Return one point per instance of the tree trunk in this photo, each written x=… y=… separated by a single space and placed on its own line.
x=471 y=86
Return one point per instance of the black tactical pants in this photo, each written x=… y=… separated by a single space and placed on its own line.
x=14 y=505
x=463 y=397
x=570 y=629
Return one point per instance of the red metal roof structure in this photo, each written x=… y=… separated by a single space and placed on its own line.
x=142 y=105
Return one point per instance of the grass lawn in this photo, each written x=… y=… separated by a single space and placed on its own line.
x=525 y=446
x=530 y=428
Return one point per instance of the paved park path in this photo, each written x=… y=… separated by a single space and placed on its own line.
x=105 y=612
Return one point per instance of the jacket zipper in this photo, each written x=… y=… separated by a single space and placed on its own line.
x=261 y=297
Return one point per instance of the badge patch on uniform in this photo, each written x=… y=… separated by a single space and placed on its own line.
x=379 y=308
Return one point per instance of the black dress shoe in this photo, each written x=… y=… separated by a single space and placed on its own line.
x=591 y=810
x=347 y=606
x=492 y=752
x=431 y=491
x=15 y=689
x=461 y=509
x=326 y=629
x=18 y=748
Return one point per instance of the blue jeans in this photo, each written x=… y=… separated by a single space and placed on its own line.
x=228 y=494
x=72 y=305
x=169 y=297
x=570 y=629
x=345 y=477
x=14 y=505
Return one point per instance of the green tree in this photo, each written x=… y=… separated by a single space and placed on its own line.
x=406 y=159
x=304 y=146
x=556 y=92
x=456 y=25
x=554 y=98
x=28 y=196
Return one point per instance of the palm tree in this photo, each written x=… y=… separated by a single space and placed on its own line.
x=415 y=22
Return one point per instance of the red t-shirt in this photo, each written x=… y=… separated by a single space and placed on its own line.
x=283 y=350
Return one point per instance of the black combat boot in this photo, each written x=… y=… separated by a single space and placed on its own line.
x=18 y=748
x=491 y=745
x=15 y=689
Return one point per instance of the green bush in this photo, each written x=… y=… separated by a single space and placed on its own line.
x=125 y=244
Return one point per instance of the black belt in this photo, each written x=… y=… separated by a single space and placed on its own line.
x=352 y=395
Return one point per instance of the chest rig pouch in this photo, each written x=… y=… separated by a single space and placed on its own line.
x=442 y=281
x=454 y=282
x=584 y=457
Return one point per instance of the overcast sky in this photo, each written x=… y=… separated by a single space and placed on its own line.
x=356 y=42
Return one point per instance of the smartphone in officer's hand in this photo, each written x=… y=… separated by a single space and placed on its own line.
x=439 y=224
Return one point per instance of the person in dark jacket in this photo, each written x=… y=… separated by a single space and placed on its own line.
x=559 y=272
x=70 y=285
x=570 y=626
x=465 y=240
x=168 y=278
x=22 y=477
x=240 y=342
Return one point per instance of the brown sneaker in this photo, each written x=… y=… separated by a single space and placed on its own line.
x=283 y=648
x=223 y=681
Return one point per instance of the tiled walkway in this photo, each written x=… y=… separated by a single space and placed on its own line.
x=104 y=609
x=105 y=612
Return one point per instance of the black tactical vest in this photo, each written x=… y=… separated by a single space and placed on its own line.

■ TASK INSTRUCTIONS ■
Render every line of the rows above as a JSON list of strings, with one string per line and any blank lines left out.

■ THE RESULT ■
[
  "Return one point per instance of the tree trunk in this photo, each written x=… y=… separated by a single space and placed on its own line.",
  "x=471 y=86",
  "Return one point per instance of the black tactical pants in this photo, each written x=… y=… separated by a single space and placed on its own line.",
  "x=14 y=505",
  "x=463 y=397",
  "x=570 y=629",
  "Return one point per instance of the red metal roof structure in this photo, each written x=… y=… separated by a single space and placed on its own line.",
  "x=142 y=105",
  "Return one point per instance of the grass lawn in this photo, each written x=… y=… separated by a single space and placed on its own line.",
  "x=525 y=446",
  "x=530 y=428",
  "Return one point per instance of the paved park path in this photo, each written x=… y=… separated by a single space and placed on its own line.",
  "x=105 y=612",
  "Return one point per instance of the jacket zipper in this photo, each written x=… y=… separated by a single space and placed on its own line.",
  "x=261 y=297",
  "Return one point per instance of the badge patch on uniform in this photo, each written x=… y=… separated by a single space and placed on its own line.",
  "x=379 y=308",
  "Return one point per instance of the black dress shoe in this photo, each written x=… y=… separated by a single space and placed on its own line.",
  "x=591 y=810",
  "x=347 y=606",
  "x=492 y=752",
  "x=431 y=491",
  "x=15 y=689",
  "x=461 y=509",
  "x=326 y=629",
  "x=18 y=748",
  "Return one point per instance of the blue jeans in this photo, each written x=… y=… separated by a single space and placed on its own line.",
  "x=228 y=494",
  "x=72 y=305",
  "x=169 y=297",
  "x=570 y=629",
  "x=345 y=477",
  "x=14 y=505",
  "Return one point per instance of the green tree in this photo, each written x=… y=… separated by a single space and placed on its own line.",
  "x=406 y=159",
  "x=304 y=146",
  "x=556 y=92",
  "x=456 y=25",
  "x=554 y=98",
  "x=28 y=196",
  "Return one point per instance of the palm tree in this photo, each written x=… y=… separated by a single space and placed on its own line.",
  "x=415 y=22",
  "Return one point per instance of the red t-shirt in this photo, each written x=… y=… separated by a single space and placed on its own line.",
  "x=283 y=350",
  "Return one point per instance of the black combat boot in this photo, each written x=… y=… separated by a single space and placed on its own line.",
  "x=18 y=748",
  "x=491 y=745",
  "x=15 y=689",
  "Return one point per instance of the green bush in this photo, each written x=… y=… separated by a single space and placed on its own line.",
  "x=125 y=244",
  "Return one point per instance of the black belt in this photo, each written x=… y=… separated by a single space and placed on its own line.",
  "x=352 y=395",
  "Return one point per instance of the chest rig pouch in this photo, each written x=… y=… separated by a single space and placed on its own line.",
  "x=442 y=281",
  "x=454 y=282",
  "x=584 y=457",
  "Return one point per instance of the overcast sky in this photo, each written x=… y=… separated by a single space and placed on its own line.",
  "x=356 y=42",
  "Return one point per instance of the smartphone in officer's hand in this photo, each written x=… y=… separated by a single space and placed on its own line.",
  "x=439 y=224",
  "Return one point per instance of the person in dark jacket in this photo, each written x=… y=… separated by a single space and placed on its own line.",
  "x=559 y=272",
  "x=70 y=285",
  "x=570 y=626",
  "x=465 y=240",
  "x=168 y=278",
  "x=22 y=477",
  "x=240 y=342",
  "Return one point per instance of the brown sneaker in this photo, each written x=… y=… separated by a single space and placed on its own line.",
  "x=283 y=648",
  "x=223 y=681",
  "Return one point per instance of the tiled walkway in this photo, each written x=… y=… separated by a single space and placed on its own line.",
  "x=104 y=609",
  "x=105 y=612",
  "Return one point per instance of the black tactical vest in this photo, each written x=… y=… separated by a single space and placed on its own line."
]